TO BE DONE: Return each line in the rows below that contains the word "white", copied in full. Case counts.
________________________
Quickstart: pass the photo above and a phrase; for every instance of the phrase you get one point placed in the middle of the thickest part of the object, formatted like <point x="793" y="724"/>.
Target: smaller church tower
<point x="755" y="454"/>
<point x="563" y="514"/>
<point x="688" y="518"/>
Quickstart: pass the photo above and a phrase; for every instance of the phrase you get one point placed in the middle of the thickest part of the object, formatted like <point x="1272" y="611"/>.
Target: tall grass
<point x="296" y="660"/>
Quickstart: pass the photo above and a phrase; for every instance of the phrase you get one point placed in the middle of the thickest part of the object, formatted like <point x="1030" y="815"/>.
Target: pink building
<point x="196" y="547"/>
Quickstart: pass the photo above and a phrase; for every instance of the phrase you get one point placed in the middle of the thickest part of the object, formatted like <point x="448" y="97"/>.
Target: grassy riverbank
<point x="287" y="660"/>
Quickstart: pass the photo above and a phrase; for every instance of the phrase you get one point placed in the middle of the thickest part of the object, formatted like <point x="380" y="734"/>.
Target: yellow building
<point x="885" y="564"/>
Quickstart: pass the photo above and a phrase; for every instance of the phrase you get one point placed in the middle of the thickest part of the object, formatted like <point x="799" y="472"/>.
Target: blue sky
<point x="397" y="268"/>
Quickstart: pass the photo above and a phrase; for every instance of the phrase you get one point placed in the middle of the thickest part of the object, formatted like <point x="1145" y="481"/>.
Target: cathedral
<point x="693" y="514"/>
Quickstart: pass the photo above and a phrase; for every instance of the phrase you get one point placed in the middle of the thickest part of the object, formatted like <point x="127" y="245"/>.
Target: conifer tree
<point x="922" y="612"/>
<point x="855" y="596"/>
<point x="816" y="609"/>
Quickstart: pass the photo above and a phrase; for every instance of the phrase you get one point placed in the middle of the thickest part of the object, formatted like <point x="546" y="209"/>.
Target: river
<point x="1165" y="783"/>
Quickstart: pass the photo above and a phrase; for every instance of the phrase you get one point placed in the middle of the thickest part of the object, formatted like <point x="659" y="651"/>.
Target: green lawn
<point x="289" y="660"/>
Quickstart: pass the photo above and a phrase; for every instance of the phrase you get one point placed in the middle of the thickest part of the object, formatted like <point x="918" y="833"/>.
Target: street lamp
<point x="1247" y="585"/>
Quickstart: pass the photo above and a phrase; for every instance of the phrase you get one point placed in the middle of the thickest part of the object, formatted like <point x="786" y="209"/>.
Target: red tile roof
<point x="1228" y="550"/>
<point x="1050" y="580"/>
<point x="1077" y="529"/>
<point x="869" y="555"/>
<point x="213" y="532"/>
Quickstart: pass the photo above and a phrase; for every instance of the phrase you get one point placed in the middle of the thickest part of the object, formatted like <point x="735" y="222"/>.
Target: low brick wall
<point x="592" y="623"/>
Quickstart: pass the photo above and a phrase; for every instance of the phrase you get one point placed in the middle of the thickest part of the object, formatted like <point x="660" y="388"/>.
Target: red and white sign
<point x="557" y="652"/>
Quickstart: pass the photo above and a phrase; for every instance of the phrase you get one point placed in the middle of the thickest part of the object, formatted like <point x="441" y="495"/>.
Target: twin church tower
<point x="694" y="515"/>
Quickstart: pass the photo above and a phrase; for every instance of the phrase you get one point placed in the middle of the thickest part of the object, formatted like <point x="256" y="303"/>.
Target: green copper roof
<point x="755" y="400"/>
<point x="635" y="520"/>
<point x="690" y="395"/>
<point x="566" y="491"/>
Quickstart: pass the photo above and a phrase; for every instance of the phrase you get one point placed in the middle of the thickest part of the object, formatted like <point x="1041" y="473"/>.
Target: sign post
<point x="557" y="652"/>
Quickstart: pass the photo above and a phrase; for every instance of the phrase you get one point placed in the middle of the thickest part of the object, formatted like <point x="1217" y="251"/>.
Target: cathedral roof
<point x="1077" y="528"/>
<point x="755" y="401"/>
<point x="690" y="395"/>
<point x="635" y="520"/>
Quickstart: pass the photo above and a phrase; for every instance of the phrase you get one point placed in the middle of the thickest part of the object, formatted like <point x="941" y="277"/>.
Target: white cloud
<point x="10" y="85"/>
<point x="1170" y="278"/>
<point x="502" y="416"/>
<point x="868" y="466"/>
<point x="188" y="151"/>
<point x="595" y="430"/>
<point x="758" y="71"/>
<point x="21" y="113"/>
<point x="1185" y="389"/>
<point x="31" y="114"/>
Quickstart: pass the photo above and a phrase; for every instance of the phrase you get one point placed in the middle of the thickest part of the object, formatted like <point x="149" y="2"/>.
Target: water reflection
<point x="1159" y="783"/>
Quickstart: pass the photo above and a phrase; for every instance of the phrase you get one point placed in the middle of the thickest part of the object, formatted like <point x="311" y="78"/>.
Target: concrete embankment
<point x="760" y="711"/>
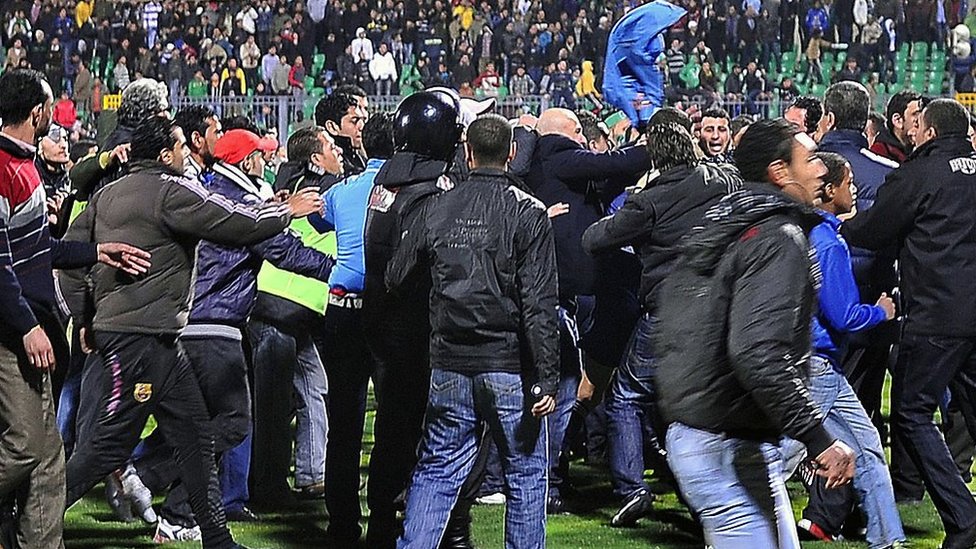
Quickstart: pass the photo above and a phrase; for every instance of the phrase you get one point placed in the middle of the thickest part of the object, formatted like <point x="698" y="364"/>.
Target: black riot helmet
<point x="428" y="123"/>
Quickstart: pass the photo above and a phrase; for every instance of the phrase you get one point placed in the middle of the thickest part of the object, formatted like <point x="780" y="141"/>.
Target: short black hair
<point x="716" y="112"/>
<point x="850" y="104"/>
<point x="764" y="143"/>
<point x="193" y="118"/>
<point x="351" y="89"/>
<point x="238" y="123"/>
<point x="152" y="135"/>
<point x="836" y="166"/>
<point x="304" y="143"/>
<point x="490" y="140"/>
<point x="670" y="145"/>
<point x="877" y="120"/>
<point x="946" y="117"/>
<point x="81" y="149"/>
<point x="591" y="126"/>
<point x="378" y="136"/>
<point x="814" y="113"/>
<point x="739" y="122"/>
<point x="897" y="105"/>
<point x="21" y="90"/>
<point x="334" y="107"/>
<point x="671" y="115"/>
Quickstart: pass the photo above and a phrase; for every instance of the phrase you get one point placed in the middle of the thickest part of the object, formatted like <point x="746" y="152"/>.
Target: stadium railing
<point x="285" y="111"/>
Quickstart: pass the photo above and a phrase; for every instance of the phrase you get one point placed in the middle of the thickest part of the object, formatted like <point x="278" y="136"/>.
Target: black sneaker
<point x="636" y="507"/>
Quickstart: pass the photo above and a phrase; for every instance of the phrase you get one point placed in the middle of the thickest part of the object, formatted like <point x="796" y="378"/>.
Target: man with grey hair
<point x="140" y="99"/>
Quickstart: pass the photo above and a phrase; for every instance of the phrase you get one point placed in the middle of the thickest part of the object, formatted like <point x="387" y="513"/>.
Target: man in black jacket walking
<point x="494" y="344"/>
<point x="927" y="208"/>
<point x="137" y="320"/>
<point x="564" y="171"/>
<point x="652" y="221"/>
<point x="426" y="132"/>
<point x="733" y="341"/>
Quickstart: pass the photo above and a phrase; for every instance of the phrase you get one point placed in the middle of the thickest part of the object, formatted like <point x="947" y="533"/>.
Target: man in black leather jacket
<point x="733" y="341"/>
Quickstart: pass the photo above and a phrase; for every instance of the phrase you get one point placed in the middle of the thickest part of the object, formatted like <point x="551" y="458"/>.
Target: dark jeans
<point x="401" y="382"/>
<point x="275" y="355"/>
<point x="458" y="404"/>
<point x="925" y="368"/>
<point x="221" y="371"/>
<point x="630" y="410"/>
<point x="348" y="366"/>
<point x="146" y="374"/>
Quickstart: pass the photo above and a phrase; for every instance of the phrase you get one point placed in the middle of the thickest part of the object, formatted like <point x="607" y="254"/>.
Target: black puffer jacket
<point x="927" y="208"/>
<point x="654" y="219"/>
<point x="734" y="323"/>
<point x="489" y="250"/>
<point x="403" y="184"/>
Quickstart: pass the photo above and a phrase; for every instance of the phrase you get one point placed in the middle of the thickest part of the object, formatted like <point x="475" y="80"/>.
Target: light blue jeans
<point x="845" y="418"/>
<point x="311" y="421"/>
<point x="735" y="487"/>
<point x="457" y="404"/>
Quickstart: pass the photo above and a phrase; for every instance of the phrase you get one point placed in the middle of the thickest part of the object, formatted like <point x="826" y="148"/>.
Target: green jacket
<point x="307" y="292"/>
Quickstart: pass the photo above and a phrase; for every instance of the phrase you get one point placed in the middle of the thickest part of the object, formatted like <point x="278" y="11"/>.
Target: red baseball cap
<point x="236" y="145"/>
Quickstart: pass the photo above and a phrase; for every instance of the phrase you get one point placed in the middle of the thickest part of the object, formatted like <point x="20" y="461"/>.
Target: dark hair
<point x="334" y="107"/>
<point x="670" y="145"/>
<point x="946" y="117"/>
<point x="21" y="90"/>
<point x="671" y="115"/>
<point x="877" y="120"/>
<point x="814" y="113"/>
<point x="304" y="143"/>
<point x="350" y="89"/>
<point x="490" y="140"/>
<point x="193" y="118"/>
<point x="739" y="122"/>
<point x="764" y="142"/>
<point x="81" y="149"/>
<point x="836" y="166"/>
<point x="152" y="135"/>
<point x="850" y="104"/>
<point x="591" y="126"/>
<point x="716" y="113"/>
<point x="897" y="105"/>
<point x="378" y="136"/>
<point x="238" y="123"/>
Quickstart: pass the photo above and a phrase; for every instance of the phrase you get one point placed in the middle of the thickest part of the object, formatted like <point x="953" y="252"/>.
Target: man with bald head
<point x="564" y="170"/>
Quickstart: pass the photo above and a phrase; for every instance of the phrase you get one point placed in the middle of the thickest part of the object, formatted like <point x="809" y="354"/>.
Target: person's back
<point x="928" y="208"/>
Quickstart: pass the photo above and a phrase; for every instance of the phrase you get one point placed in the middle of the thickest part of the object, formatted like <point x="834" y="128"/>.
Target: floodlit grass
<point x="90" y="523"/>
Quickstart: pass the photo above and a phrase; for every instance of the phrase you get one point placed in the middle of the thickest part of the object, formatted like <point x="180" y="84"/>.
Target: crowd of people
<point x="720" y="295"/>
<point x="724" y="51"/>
________________________
COMPLETE ANSWER:
Target: red and white sign
Target: white cloud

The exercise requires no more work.